EXTRACTED DATA —
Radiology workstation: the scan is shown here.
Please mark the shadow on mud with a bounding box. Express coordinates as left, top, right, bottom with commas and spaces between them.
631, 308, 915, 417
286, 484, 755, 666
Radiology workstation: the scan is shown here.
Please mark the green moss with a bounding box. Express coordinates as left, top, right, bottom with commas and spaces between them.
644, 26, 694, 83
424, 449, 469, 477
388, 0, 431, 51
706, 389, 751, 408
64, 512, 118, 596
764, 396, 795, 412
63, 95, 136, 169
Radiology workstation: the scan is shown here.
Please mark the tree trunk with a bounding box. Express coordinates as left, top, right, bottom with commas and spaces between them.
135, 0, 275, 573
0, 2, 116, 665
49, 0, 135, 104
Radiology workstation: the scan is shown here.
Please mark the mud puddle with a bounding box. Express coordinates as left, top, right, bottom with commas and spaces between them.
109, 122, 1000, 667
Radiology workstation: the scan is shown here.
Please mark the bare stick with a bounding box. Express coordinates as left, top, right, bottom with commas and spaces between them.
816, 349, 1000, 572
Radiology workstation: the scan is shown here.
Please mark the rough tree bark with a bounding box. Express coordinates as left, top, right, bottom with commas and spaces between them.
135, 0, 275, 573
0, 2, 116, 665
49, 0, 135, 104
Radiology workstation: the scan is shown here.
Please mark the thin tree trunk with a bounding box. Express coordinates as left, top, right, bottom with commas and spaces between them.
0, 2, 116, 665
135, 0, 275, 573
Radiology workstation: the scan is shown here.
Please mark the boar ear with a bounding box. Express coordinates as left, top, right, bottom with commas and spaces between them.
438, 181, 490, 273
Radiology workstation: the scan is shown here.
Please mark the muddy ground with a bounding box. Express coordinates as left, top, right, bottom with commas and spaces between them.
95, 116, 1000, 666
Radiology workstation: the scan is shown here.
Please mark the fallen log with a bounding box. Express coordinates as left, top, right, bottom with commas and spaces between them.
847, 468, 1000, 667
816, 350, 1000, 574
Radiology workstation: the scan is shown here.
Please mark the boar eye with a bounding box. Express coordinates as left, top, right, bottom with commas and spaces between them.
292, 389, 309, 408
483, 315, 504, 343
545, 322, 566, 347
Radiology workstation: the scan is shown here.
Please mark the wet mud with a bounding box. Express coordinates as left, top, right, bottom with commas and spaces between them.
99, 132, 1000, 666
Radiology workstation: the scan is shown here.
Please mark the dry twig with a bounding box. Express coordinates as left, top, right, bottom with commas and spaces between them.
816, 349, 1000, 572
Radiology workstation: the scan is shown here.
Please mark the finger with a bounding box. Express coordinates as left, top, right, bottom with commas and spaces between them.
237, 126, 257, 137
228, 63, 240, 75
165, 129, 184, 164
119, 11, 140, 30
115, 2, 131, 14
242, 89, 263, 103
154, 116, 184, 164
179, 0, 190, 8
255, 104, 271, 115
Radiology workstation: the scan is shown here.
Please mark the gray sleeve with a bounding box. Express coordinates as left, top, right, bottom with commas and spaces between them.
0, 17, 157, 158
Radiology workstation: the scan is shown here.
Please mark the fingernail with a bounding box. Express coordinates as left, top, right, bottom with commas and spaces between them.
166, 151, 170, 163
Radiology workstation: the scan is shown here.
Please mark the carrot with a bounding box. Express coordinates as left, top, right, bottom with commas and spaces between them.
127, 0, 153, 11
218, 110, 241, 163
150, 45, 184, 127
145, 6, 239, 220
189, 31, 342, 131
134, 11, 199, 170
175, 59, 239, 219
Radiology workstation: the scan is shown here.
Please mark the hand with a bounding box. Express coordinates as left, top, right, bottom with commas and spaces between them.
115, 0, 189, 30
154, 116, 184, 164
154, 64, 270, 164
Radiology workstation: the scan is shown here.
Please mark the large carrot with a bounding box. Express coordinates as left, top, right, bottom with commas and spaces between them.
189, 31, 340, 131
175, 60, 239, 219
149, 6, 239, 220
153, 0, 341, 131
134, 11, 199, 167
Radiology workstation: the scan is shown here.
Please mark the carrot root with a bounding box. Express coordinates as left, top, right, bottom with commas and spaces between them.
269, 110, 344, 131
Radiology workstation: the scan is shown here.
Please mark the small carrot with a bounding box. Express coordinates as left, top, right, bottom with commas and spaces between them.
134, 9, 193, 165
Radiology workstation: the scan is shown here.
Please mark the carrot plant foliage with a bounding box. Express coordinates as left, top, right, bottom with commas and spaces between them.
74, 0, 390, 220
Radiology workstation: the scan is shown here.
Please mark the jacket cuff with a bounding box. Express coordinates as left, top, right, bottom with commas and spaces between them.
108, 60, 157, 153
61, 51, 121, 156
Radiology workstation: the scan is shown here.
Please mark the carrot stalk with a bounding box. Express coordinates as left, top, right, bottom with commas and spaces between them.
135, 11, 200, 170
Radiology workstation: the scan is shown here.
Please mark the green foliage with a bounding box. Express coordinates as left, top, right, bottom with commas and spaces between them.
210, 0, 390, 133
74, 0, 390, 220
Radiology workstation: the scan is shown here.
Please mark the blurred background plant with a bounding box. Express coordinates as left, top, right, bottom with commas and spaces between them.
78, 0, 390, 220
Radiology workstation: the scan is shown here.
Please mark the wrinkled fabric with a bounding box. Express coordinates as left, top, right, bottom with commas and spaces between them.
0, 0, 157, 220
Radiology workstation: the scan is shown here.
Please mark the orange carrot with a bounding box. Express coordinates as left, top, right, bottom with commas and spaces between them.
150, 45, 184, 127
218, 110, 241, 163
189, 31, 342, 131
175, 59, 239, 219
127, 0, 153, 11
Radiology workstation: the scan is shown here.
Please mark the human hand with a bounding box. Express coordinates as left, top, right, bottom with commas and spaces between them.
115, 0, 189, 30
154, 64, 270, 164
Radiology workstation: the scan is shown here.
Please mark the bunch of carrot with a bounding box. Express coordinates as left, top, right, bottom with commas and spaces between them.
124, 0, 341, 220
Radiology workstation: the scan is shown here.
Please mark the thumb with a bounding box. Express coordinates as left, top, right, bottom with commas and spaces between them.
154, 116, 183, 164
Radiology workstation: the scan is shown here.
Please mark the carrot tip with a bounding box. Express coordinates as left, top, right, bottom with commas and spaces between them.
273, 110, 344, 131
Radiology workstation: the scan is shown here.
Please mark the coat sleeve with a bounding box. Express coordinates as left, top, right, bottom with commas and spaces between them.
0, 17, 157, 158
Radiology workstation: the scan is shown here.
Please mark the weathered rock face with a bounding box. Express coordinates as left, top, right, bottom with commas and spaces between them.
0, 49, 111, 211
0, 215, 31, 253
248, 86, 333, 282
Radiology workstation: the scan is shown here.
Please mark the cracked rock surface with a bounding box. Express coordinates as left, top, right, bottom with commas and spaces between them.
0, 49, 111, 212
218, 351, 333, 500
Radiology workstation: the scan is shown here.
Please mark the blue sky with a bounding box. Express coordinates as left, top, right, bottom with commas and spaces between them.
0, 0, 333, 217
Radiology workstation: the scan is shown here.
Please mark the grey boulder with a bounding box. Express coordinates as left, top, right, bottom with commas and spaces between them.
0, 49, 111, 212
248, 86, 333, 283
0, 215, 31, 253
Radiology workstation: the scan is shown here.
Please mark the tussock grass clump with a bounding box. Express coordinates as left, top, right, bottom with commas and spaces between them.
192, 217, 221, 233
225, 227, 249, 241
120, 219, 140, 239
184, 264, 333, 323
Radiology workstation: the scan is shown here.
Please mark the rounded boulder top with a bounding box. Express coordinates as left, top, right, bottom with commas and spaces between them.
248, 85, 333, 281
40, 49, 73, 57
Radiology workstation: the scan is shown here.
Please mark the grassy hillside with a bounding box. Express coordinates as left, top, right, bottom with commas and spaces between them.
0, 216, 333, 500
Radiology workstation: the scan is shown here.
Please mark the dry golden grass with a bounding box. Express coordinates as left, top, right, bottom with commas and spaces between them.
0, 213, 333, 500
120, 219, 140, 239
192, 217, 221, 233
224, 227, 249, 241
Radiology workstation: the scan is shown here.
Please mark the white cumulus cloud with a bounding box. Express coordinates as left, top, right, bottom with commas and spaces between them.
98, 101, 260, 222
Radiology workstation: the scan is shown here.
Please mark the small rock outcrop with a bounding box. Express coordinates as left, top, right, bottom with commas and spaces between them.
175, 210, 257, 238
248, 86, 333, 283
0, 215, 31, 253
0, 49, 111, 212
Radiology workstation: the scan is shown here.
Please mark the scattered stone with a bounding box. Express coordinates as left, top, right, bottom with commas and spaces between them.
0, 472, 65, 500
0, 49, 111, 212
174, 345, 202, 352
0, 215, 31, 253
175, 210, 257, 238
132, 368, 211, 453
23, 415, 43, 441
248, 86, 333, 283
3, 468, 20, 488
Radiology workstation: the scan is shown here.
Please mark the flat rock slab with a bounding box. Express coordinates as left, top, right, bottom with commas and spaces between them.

THE PROBLEM —
Rescale the lines from the first line through the line containing "286, 484, 755, 666", inclusive. Reproduce each of these lines, with the requests unchanged, and multiply every bounding-box coordinate in the answers by 0.45, rounding to whole numbers with halves rounded up.

ANSWER IN FULL —
Radiology workstation: the scan is shown here.
Please mark the shadow on mud with a bounding box. Express coordinates as left, top, right, bottom with commas and spaces between them.
284, 139, 412, 188
129, 218, 340, 300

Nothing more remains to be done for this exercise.